__The problem__
According to the article on managed services acquisitions, when did Konica Minolta acquire All Covered?

+++ Document passage +++

MSP Acquisitions: Advice for a Red Hot Market

By Jessica Davis  |  Posted 2011-10-17 Email Print this article Print
 
 
 
 
 
 
 

The managed services M&A market has never been hotter. Here's a look at what several acquirers and MSPs that have been acquired, speaking at panel discussions during N-able's recent partner conference, advise about how to get the most out of the process.

How hot is the managed services mergers and acquisitions market? So hot that remote management and monitoring platform provider N-able offered three different panel discussions on the topic during its annual partner summit in Scottsdale, Ariz. last week

"M&A has never been hotter than right now," N-able Vice President of Sales Michael Cullen told Channel Insider.  

That's because the ongoing tough economic climate has squeezed many smaller "reactive" MSPs. Cullen classifies these as businesses that take deals for cash flow instead of profitability, that depend on a single anchor account or that provide a fixed fee service at a break/fix price.  These MSPs are getting gobbled up by their bigger competitors.

Acquiring a smaller MSP can lead to a better return on investment for the acquiring MSP than if they simply expanded the sales team to go after organic growth. Cullen said ROI can come in 7 or 8 months with a smart acquisition.

At the same time bigger MSPs are buying smaller ones, large manufacturers in sunset industries such copier manufacturing are looking for a new services-based business to enter.

That's why Konica Minolta acquired MSP All Covered in January 2011, a company that had been on its own acquisition spree before it was itself was acquired. Now it operates as a division of the Japanese imaging solution company and is continuing to acquire at a rate of about a dozen smaller MSPs per year.

Todd Croteau, president of Konica Minolta’s All Covered, and OKI Data America Director Tim Brien were among the panelists during a session at the N-able partner conference that featured companies looking to acquire MSPs. Other panelists included Dan Holt, formerly of HEIT and now with Computer Services Inc. (CSI),

and Carey Balzer, president and founder of White Glove Technologies.

Holt, former CEO of HEIT, also served on the panel of MSPs who were recently acquired along with Brian Ellison, group vice president  of Central Services at All Covered.

So what are acquirers looking for in target acquisitions of MSPs?

Balzer said that White Glove looks for companies that are profitable with revenues that exceed $2 million, that revenue number is just a threshold and revenues aren’t as important as profitability.  Most recently White Glove bought into the legal vertical, and it looks for entrepreneurs who will stay on to run the business after the acquisition.

+++ Record extracts +++

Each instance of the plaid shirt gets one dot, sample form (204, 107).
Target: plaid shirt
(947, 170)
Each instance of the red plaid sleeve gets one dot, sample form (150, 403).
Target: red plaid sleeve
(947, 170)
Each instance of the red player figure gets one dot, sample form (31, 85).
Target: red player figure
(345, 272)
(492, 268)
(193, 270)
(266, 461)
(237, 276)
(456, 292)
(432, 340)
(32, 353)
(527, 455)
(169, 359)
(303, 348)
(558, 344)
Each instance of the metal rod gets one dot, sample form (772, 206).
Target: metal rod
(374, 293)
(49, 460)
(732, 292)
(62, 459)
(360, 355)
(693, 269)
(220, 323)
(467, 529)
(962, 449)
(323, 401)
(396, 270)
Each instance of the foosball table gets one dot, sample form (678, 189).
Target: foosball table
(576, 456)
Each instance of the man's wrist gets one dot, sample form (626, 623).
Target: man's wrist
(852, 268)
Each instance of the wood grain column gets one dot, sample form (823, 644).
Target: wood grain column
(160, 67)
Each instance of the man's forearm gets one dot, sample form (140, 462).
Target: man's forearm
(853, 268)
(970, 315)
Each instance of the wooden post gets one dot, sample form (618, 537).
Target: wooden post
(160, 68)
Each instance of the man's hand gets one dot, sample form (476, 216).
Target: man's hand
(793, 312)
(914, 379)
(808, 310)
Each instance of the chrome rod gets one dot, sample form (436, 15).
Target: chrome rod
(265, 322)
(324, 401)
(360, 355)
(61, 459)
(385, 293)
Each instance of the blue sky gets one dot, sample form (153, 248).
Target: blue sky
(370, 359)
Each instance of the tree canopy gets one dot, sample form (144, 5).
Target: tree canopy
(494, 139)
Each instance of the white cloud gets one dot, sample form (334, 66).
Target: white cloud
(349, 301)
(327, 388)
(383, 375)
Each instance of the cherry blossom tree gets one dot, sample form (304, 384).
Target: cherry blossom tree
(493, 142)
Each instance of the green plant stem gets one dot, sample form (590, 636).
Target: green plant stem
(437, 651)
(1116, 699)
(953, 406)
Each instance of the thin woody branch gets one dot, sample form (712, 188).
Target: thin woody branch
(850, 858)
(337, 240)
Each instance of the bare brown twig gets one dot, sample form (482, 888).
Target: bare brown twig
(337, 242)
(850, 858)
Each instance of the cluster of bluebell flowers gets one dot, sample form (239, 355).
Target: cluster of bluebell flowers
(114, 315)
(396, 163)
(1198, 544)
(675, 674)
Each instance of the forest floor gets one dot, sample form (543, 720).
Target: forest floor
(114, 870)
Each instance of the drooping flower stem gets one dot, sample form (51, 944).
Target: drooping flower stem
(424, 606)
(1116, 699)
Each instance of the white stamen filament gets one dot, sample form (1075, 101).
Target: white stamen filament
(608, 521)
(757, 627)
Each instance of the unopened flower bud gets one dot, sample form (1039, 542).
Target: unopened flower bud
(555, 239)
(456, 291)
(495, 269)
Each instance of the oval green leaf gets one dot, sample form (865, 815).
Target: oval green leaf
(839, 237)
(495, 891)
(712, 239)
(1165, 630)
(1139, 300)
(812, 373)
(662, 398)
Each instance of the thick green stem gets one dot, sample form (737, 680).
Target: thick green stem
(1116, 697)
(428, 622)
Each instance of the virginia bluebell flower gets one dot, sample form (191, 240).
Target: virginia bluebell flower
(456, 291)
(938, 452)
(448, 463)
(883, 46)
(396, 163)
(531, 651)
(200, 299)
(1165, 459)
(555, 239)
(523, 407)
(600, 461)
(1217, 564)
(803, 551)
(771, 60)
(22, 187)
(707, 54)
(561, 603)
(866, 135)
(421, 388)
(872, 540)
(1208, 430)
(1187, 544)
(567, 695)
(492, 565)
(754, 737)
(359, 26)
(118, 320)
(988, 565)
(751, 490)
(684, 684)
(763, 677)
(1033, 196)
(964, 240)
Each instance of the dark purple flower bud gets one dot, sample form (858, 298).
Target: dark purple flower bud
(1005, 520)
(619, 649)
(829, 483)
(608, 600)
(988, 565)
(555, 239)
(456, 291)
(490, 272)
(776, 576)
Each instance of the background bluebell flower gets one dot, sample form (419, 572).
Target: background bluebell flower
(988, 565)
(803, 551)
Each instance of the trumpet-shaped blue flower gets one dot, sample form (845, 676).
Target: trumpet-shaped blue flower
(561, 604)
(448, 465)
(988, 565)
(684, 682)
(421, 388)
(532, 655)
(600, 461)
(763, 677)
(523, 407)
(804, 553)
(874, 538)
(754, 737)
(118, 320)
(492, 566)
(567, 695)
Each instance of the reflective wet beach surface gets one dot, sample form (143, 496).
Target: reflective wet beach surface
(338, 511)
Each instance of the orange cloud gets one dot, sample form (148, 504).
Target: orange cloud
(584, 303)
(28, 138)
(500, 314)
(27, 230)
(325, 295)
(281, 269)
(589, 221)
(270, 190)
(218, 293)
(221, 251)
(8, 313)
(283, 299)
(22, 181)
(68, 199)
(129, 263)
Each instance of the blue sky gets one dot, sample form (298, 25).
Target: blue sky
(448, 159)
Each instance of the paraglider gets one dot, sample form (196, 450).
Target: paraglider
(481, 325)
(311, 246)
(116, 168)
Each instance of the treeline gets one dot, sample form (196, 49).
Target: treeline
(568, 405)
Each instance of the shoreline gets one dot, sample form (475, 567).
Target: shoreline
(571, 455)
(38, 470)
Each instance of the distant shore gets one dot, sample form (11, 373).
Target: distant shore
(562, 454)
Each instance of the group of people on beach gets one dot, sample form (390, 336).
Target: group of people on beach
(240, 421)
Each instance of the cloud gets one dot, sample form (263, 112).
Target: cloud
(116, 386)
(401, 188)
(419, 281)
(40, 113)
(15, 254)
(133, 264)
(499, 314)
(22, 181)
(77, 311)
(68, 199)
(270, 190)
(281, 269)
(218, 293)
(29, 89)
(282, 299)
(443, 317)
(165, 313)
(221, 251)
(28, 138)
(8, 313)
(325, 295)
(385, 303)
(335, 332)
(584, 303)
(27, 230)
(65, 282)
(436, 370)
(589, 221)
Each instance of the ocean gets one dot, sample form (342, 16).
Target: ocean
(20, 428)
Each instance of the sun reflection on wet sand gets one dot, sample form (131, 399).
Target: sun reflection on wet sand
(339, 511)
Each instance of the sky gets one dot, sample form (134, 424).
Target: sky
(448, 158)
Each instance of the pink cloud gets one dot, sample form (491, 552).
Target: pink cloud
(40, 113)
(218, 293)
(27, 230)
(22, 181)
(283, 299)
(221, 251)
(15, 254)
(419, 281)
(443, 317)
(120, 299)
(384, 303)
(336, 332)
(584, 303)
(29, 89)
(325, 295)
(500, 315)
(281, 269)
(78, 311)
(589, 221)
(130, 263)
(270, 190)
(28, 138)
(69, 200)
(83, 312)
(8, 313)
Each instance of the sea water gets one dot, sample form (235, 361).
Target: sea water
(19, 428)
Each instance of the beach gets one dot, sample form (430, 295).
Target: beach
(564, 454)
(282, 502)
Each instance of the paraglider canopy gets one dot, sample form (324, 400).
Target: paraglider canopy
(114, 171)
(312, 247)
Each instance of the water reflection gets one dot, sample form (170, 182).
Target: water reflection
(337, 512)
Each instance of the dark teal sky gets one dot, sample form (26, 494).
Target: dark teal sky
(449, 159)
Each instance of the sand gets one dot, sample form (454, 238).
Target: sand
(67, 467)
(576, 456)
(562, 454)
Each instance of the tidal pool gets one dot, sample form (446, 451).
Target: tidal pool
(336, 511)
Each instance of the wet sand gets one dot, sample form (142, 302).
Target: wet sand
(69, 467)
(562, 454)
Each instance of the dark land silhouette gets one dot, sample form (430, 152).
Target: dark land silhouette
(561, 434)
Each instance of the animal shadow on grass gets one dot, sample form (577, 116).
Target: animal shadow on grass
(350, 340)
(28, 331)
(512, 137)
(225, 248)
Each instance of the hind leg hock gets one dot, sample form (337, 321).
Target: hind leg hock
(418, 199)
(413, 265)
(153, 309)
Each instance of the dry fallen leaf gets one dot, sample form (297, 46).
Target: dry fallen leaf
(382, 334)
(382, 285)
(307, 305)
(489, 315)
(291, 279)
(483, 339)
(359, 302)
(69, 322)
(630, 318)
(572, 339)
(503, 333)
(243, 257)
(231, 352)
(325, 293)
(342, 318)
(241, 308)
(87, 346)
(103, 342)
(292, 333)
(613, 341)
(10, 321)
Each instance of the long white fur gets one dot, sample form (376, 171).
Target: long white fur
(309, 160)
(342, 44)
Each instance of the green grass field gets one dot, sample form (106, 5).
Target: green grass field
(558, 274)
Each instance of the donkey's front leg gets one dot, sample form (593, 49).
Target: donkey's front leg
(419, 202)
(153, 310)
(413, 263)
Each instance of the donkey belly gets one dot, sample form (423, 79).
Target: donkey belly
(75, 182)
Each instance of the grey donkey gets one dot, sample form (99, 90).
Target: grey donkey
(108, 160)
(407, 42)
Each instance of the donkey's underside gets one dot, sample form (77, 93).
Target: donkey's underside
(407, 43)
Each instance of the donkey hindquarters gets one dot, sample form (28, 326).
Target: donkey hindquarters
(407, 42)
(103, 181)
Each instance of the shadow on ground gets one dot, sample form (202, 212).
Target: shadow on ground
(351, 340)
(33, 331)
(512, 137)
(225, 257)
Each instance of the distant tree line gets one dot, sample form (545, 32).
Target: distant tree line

+++

__Result of this task__
January 2011